• READING PASSAGE:
--------
Moreover, blue states generate their own tyrannies, fueling public distrust. California’s 2021 housing law, called SB9, is a textbook case in progressive misrule, worsening the plunge in statewide quality of life. This ostensible solution to the state’s perennial housing shortage proclaims to be “combating inequity and creating social mobility.” It allows up to four housing units and split title on what were single-family lots.
Most California towns are trying to dodge the rule, but “affordable housing” forces have the power of law and Governor Gavin Newsom’s ear. Cui bono? Realtors, the building trades, and chambers of commerce are all-in for the measure. Affordable housing is not what rental-property investors want to build or own. In fact, no taxpayers seek Section 8 rental housing nearby except HUD-enabled slumlords and contractors.
Tony suburbs are trying to create roadblocks. Palo Alto for Sensible Zoning, Better Cupertino, Good Growth San Carlos, and Orinda Watch are just a few of the groups that want to hand control over land use back to local governments. Devices proposed to get around SB9 are no doubt ingenious. No new water meters is one favorite stopper. Detailed aesthetic requirements for new buildings are another — not too big, tall or small. Other locales claim historic exemption or fire risk.
--------
• YOUR TASK: List every local group that the passage on California's SB9 housing law names as wanting to return control over land use to local governments. You can ignore the items that follow, since they aren't needed for this.
--------
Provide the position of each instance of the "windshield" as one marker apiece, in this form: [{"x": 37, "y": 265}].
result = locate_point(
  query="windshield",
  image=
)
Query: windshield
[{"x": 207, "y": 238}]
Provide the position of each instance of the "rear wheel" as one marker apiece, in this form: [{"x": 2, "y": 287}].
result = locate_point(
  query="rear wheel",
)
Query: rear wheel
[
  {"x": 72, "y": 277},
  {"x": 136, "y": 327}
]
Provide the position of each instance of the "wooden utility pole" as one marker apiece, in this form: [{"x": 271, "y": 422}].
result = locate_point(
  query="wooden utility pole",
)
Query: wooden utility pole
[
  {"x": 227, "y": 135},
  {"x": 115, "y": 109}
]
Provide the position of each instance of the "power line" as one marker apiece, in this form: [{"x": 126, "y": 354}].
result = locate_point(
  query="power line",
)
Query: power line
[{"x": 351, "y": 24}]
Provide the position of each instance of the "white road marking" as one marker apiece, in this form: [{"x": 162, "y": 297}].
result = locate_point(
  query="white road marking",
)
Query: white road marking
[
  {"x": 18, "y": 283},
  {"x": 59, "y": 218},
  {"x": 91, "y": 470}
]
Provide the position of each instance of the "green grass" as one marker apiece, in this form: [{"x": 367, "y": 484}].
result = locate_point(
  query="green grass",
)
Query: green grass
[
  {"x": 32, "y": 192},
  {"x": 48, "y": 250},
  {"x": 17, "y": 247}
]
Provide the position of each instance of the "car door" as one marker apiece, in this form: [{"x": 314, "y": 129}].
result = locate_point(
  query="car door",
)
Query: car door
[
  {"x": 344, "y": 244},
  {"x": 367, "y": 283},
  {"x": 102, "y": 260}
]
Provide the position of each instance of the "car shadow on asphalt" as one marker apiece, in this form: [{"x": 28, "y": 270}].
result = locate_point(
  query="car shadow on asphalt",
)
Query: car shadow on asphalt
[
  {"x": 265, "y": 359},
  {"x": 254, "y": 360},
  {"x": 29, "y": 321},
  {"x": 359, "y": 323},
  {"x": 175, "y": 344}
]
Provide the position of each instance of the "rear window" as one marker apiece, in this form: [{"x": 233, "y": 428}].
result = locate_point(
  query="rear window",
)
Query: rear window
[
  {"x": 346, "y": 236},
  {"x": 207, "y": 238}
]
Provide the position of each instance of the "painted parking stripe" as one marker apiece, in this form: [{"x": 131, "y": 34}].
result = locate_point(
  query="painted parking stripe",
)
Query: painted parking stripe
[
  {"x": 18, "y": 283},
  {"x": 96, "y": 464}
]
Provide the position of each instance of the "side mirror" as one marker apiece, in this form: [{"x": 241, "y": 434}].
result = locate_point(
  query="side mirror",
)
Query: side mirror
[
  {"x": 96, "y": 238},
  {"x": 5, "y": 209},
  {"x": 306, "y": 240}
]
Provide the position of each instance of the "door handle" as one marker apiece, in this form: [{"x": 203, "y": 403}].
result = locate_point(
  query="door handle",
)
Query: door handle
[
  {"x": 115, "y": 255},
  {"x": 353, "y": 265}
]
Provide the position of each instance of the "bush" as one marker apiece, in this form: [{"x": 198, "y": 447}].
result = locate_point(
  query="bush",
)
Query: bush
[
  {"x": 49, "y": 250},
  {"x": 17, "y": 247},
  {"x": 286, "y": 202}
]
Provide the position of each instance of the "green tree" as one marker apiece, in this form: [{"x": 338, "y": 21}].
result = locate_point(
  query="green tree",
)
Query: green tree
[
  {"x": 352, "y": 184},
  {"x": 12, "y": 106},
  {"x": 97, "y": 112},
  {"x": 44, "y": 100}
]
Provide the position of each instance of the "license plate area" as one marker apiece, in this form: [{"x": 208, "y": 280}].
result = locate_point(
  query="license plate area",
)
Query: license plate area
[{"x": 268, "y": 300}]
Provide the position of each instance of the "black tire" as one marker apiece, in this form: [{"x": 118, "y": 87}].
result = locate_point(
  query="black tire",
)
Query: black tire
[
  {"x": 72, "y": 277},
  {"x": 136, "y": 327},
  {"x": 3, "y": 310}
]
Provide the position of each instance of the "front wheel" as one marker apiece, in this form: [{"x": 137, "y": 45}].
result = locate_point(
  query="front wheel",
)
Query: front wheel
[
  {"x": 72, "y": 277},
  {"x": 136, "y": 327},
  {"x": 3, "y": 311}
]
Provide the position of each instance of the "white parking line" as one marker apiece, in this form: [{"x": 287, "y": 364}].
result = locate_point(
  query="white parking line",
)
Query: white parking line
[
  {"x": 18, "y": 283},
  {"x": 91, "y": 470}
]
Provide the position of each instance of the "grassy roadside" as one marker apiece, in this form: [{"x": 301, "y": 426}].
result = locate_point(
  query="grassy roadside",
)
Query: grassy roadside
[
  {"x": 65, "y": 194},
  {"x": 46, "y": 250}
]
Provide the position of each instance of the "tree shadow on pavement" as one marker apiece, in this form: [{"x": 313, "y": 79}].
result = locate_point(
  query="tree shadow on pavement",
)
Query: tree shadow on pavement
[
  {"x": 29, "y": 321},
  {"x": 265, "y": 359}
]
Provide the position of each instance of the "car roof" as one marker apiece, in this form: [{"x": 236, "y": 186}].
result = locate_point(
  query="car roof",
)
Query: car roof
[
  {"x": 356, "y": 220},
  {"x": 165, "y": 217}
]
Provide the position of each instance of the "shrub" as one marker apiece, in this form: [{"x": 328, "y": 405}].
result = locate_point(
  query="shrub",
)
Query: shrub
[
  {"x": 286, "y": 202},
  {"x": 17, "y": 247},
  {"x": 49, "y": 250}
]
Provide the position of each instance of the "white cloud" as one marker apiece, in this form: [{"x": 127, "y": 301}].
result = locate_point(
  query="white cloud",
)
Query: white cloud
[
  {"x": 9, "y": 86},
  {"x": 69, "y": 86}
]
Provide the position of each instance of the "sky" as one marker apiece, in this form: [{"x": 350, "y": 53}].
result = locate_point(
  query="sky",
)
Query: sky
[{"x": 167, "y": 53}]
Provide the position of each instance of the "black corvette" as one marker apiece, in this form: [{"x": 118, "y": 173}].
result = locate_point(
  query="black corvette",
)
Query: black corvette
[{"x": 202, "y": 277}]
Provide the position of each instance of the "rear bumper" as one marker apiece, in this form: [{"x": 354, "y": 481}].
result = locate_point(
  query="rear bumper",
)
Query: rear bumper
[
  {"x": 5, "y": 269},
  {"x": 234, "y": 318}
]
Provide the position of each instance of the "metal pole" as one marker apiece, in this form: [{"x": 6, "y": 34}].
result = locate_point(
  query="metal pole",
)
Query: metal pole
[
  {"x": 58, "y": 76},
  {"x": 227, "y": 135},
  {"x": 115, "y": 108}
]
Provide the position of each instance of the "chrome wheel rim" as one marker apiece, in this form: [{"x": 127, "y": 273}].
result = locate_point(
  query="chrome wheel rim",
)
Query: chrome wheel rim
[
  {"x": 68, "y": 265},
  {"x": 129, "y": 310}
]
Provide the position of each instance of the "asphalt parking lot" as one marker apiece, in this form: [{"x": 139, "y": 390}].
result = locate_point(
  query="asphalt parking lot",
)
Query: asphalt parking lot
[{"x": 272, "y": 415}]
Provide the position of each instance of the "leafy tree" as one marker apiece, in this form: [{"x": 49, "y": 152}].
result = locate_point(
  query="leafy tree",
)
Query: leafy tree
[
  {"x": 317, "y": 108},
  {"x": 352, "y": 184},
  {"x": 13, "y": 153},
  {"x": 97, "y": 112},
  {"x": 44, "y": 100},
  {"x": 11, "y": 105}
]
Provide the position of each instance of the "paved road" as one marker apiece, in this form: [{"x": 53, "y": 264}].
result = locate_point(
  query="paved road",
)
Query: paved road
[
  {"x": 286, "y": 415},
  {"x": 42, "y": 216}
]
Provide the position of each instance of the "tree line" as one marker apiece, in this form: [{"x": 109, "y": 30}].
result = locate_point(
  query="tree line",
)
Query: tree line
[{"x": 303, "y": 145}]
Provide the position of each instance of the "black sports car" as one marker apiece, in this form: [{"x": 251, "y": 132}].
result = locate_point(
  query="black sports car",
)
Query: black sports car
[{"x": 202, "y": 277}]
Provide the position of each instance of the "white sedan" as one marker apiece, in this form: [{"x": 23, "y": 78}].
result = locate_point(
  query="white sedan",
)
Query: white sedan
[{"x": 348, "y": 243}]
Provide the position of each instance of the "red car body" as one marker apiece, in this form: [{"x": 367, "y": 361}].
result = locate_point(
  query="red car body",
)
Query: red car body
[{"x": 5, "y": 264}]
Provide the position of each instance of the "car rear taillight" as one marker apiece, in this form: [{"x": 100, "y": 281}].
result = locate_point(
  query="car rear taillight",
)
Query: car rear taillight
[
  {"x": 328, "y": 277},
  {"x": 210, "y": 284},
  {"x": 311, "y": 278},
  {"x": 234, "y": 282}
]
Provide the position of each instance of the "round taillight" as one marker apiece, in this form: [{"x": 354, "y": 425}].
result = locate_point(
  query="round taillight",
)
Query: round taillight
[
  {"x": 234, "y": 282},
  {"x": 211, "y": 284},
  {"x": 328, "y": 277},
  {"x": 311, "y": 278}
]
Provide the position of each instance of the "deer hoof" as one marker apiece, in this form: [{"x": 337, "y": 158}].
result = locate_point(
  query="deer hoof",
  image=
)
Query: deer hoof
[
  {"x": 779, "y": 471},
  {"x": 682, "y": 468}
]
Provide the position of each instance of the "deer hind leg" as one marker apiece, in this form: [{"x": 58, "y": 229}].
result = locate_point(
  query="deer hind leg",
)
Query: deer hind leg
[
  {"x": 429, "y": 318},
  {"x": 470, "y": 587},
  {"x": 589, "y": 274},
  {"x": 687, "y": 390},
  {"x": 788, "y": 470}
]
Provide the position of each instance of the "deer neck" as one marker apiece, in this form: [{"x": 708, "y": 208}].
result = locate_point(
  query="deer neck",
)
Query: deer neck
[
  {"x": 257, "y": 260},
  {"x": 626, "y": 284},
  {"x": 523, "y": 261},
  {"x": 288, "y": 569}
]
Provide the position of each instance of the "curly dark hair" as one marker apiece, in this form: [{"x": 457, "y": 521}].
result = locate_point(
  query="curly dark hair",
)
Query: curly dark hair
--------
• THE COMPLETED TASK:
Palo Alto for Sensible Zoning
Better Cupertino
Good Growth San Carlos
Orinda Watch